BEGIN DOCUMENT EXCERPT

The entry level qualification to Amateur Radio is the Foundation License. It is designed to get you involved in amateur radio as quickly as possible. However, before you are allowed to transmit unsupervised it is important that you demonstrate that you know a little bit about how your radio works, the dangers of interfering with other radio users, how not to upset your neighbours or your parents (if you are a young person) and the rules and regulations of holding an Amateur Radio transmitting license.
This knowledge can be obtained in one of two ways; through self-study, or a taught course. The Southport & District Amateur Radio Club runs self-study courses which culminate with two classroom-based sessions where you will be required to demonstrate the practicalities of operating an Amateur Radio transmitter through a series of practical assessments and other knowledge gained through the sitting of a short multiple-choice test.
Don’t be afraid of the thought of having to undertake practical assessments and a short test. They are not there to catch you out, simply to ensure that know how to run your station safely and in a manner that it causes as little interference to other users of the radio spectrum – remember, radio waves can travel right around the world and beyond, so those users could be on the other side of the globe, or even out in to space.
All of our classroom sessions are run in a friendly informal atmosphere by experienced radio amateurs to put you at your ease.
At the end of the test we will inspect your test paper and provide you with the mark we think you will be awarded. We will then post the test papers to the Radio Society of Great Britain (RSGB) as soon as we can and they will mark them, informing both you and Ofcom (the organisation that will give you your Amateur Radio callsign). The whole process, from the RSGB receiving your test papers to you receiving notification of your actual result, will take approximately ten working days, but this can be extended if the RSGB receives a large number of test papers to mark from different clubs around the country.
Once you have received notification that you have passed the practical assessments and test you will be able to contact Ofcom to arrange for a callsign to be issued to you.
In the unfortunate event that you are not successful, your practical assessment results will remain valid for one year. This is to give you enough time to revise your theory and retake the test without having to undertake the practical assessments that you successfully completed the first time around.
Once your new callsign has been issued to you will be able to operate an Amateur Radio station, in accordance with the rules and regulations applicable to Foundation Licence holders, without supervision.
We look forward to communicating with you under your new callsign soon.
Special Exam Requirements
If you have special exam requirements it is important that you read and understand our Special Exam Requirements policy before applying. This policy has been put in place to try and and assure you of the best possible support during the practical assessments and examinations.
Information about the course
If, having read the information below, you have any questions about the course, please contact our Course Administrator.
The Southport & District Amateur Radio Club (SADARC) Foundation courses take place over two weekends.

END DOCUMENT EXCERPT
BEGIN RAW DATA

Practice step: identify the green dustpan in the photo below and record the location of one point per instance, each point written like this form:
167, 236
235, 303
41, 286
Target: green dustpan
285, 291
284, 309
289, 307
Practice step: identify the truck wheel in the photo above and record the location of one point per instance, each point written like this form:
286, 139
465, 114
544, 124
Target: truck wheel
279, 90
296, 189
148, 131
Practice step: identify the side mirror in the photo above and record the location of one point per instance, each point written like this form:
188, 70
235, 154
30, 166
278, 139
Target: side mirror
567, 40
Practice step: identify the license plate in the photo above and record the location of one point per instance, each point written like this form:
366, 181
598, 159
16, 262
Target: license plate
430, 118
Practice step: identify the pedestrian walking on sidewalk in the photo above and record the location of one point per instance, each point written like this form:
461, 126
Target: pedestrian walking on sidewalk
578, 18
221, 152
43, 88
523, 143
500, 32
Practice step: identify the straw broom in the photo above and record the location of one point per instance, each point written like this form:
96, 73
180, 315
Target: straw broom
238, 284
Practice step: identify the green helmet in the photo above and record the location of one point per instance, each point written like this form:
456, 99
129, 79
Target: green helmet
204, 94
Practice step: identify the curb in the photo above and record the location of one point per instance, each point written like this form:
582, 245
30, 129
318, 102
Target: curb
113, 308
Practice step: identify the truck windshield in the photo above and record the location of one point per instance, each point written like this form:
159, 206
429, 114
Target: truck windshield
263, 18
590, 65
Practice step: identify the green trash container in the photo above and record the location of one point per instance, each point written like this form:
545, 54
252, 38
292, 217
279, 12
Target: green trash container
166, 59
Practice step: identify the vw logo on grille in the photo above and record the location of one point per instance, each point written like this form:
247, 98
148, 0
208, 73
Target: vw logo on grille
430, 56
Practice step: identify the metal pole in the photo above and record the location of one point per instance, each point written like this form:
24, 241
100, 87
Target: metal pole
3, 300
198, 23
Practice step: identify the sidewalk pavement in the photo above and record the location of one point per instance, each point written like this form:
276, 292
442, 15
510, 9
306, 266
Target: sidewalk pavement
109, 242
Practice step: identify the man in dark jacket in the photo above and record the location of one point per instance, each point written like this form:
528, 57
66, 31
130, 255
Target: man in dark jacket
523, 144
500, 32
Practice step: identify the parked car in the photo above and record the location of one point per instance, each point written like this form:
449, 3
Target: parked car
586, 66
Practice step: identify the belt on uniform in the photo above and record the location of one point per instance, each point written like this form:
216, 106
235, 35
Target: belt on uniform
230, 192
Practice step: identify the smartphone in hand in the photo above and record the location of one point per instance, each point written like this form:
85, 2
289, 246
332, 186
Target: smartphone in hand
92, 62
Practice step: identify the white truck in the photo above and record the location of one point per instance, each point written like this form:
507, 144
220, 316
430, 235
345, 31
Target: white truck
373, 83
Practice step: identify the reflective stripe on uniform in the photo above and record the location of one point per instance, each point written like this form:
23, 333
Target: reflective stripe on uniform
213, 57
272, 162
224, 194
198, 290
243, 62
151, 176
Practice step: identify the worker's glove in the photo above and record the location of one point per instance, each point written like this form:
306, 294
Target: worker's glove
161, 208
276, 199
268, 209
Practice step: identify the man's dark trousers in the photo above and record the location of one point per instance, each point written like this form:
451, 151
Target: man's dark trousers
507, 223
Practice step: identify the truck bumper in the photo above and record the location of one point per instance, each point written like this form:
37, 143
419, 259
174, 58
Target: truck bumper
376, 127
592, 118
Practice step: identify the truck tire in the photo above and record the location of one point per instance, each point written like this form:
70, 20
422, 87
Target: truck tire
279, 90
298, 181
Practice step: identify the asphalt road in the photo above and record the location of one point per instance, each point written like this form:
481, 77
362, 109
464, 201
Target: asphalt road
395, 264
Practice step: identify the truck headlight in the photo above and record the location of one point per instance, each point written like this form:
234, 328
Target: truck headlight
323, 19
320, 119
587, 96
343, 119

END RAW DATA

_TASKS_:
• 1. Translate this sentence from the amateur radio license text into Spanish: "All of our classroom sessions are run in a friendly informal atmosphere by experienced radio amateurs to put you at your ease."
• 2. Rename "callsign" to "call sign" in the stretch of the amateur radio license text from "In the unfortunate" through "new callsign soon.", and give that stretch again.
The items have no role in this work.

_ANSWERS TO THE EXERCISES_:
• 1. Todas nuestras sesiones presenciales se imparten en un ambiente cordial e informal por radioaficionados experimentados, para que se sienta a gusto.

• 2.
In the unfortunate event that you are not successful, your practical assessment results will remain valid for one year. This is to give you enough time to revise your theory and retake the test without having to undertake the practical assessments that you successfully completed the first time around.
Once your new call sign has been issued to you will be able to operate an Amateur Radio station, in accordance with the rules and regulations applicable to Foundation Licence holders, without supervision.
We look forward to communicating with you under your new call sign soon.